### Set problem 1
In the passage below about the old Martini Church, what was the altar triptych filled with?
### Set problem 2
List every decoration inside the church that the passage below about the old Martini Church describes, with where each one was placed.

### Excerpted passage
-- BEGIN --

The church itself was very beautiful due to a renovation carried out in 1905 under the aegis of the then pastor Dietrich Henry Steffens, a pastor from our synod’s past who needs to be better known. He was the author of the biography Doctor Carl Ferdinand Wilhelm Walther, published by the Lutheran Publishing Society of Philadelphia in 1917, and was an authority on church architecture and liturgies. His splendid essay for the 1925 Eastern District Convention, “Safeguarding the Lord’s Table,” displays his considerable erudition and unshakeable confessional faithfulness (Steffens, in Synodal Bericht, the report of the Proceedings of the Fifty-second Convention of the Eastern District of the LCMS, 37–61). He also played a leading role in preparing the first musical setting for the English Liturgy of our synod, the largely forgotten Common Service with Music, published in Pittsburgh in 1906. The old Martini Church, until it fell victim to an expressway in 1977, was a living expression of Pastor Steffens’ faith and learning. He saw to it that the altar triptych was filled with a copy of Raphael’s wonderful painting of the Transfiguration. In the ceiling of the chancel were paintings of the four Evangelists, each with his symbol. The tall windows in the nave were filled with stained glass portraying the life of our Lord, and in the spandrels at the top of each column in the nave were copies of the coats-of-arms of the princes and cities which presented the Augsburg Confession. Pastor Steffens obtained the plates for these coats-of-arms from the Ecclesiastical Arts Society in Berlin; they were approved by the Imperial College of Heralds of Kaiser Wilhelm II.

But why recount this memory of the Sacrament as celebrated in just one parish church so many years ago?

-- END --

### Items
-- BEGIN --

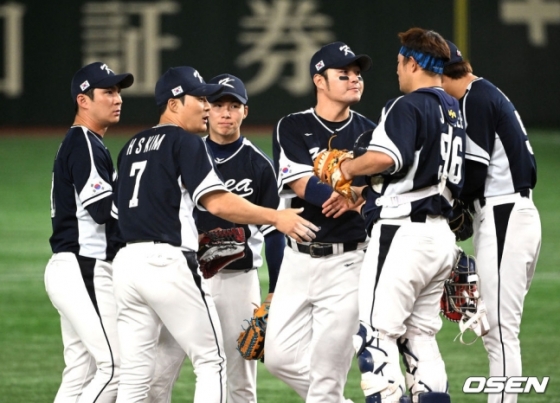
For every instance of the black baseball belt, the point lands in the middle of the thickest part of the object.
(318, 249)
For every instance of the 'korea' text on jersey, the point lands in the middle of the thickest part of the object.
(248, 173)
(297, 140)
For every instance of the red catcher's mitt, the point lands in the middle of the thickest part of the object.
(218, 248)
(460, 291)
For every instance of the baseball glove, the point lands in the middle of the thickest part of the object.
(461, 220)
(250, 342)
(218, 248)
(327, 168)
(461, 301)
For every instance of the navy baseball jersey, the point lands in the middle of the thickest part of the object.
(297, 140)
(248, 173)
(163, 210)
(82, 185)
(423, 133)
(498, 135)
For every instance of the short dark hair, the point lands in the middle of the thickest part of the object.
(457, 70)
(427, 42)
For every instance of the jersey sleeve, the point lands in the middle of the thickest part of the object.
(291, 160)
(481, 130)
(268, 194)
(90, 170)
(198, 173)
(393, 135)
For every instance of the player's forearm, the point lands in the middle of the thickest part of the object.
(274, 252)
(372, 162)
(236, 209)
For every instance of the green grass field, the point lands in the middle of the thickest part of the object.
(30, 343)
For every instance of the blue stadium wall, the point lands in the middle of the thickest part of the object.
(268, 44)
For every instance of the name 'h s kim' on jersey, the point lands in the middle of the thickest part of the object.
(163, 173)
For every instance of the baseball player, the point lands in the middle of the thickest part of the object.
(415, 157)
(249, 173)
(165, 172)
(78, 277)
(501, 174)
(314, 312)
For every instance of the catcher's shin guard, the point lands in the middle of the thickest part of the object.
(378, 362)
(434, 397)
(425, 369)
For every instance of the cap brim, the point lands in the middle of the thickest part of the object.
(364, 61)
(122, 80)
(205, 90)
(216, 97)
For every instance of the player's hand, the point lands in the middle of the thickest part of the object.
(290, 223)
(337, 204)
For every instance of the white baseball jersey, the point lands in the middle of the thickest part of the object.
(314, 313)
(249, 173)
(412, 248)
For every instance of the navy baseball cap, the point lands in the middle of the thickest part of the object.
(183, 80)
(336, 55)
(455, 54)
(97, 75)
(231, 86)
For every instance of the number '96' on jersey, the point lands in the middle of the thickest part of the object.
(423, 133)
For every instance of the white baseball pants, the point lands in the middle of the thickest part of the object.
(157, 285)
(89, 330)
(312, 318)
(507, 241)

-- END --

### Complete output 1
A copy of Raphael's painting of the Transfiguration.

### Complete output 2
- A copy of Raphael's Transfiguration, in the altar triptych
- Paintings of the four Evangelists, each with his symbol, in the ceiling of the chancel
- Stained glass showing the life of our Lord, in the tall windows of the nave
- Copies of the coats-of-arms of the princes and cities that presented the Augsburg Confession, in the spandrels at the top of each column in the nave